TASK INSTRUCTIONS -> Extract the listing below in full, unchanged.

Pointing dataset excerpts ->
╔══
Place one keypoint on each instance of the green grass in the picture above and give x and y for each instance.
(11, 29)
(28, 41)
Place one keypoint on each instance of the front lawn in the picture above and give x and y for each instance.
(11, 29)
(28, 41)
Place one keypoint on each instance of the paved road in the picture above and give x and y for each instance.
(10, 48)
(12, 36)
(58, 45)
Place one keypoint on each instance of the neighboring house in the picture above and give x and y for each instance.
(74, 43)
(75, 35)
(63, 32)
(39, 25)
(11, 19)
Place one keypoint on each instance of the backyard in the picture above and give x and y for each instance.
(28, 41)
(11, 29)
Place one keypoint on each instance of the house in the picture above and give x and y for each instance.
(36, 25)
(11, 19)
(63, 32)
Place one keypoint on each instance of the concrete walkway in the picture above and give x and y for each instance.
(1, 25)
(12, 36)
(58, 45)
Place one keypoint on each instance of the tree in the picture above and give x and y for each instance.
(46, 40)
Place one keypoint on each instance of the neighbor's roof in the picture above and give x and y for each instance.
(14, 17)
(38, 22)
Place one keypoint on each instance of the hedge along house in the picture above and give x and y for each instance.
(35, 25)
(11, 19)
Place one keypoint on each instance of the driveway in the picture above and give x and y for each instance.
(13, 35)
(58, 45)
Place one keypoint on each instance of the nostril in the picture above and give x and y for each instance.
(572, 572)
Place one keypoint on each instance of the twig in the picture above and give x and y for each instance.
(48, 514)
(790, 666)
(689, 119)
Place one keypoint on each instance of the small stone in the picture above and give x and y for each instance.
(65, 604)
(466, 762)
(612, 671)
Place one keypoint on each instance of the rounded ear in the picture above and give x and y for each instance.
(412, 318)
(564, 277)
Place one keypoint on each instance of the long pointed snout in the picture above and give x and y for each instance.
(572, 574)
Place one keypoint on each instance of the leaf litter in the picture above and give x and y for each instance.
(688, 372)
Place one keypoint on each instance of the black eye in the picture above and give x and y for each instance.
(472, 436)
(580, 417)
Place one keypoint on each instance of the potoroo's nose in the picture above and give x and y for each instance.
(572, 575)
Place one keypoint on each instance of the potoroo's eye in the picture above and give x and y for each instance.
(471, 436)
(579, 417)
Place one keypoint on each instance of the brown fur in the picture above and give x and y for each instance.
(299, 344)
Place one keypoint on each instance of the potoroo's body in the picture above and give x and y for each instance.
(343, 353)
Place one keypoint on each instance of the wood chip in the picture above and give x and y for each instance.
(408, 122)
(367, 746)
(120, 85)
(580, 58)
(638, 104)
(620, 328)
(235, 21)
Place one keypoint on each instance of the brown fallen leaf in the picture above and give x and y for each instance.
╚══
THE RESULT ->
Place one keypoint on each instance of the green grass in the picture above and give x and y for each instance.
(11, 29)
(28, 41)
Place one keypoint on each instance of the front lawn in the picture above and give x and y for each instance.
(11, 29)
(28, 41)
Place one keypoint on each instance of the paved road in the picture above and give x and y for each instance.
(10, 48)
(12, 36)
(58, 45)
Place one keypoint on each instance of the neighboring house in the picture above and give x and y for each instance.
(74, 43)
(75, 35)
(63, 32)
(39, 25)
(11, 19)
Place one keypoint on each instance of the backyard in the picture above and give x and y for each instance.
(28, 41)
(11, 29)
Place one keypoint on each instance of the house in the picture above and give x and y for each instance.
(36, 25)
(11, 19)
(63, 32)
Place one keypoint on each instance of the concrete walkway in the picture above and give x and y for each instance.
(1, 25)
(12, 36)
(58, 45)
Place one keypoint on each instance of the tree in the picture above and give x and y for each instance.
(46, 40)
Place one keypoint on each instance of the neighbor's roof in the picture above and give x and y for each instance.
(14, 17)
(38, 22)
Place one keypoint on each instance of the hedge along house in the picture above and give x and y for each instance.
(35, 25)
(11, 19)
Place one keypoint on each instance of the driveway in the picture above and give x and y for each instance.
(13, 35)
(58, 45)
Place one keypoint on each instance of the nostril in the picture above and give x and y for each instance.
(572, 572)
Place one keypoint on each instance of the twig in the picture above and give x and y for each instance.
(48, 514)
(790, 666)
(689, 119)
Place one keypoint on each instance of the small stone in the picture above and give x and y for each instance.
(65, 604)
(466, 762)
(612, 671)
Place one keypoint on each instance of the rounded ear in the picture above and give x and y for each instance.
(412, 318)
(564, 277)
Place one keypoint on each instance of the long pointed snout in the picture above and give x and y for each instance.
(572, 574)
Place one keypoint on each instance of the leaf litter in the picture above and give x and y for each instance.
(688, 372)
Place one keypoint on each instance of the black eye in the picture above and give x and y for each instance.
(472, 436)
(580, 417)
Place one keypoint on each instance of the potoroo's nose in the picture above and give x and y for each instance.
(572, 575)
Place one keypoint on each instance of the potoroo's eye in the picture above and give x and y for each instance.
(471, 436)
(579, 417)
Place one keypoint on each instance of the brown fur in the picture above and give x and y for each instance.
(299, 344)
Place one keypoint on each instance of the potoroo's body in the picture above and give x and y for each instance.
(343, 353)
Place one keypoint on each instance of the wood chip in the picture above and give x and y for each instance.
(408, 122)
(367, 746)
(120, 85)
(580, 58)
(638, 104)
(620, 328)
(235, 21)
Place one keypoint on each instance of the brown fallen leaf in the picture above and give x and y for each instance.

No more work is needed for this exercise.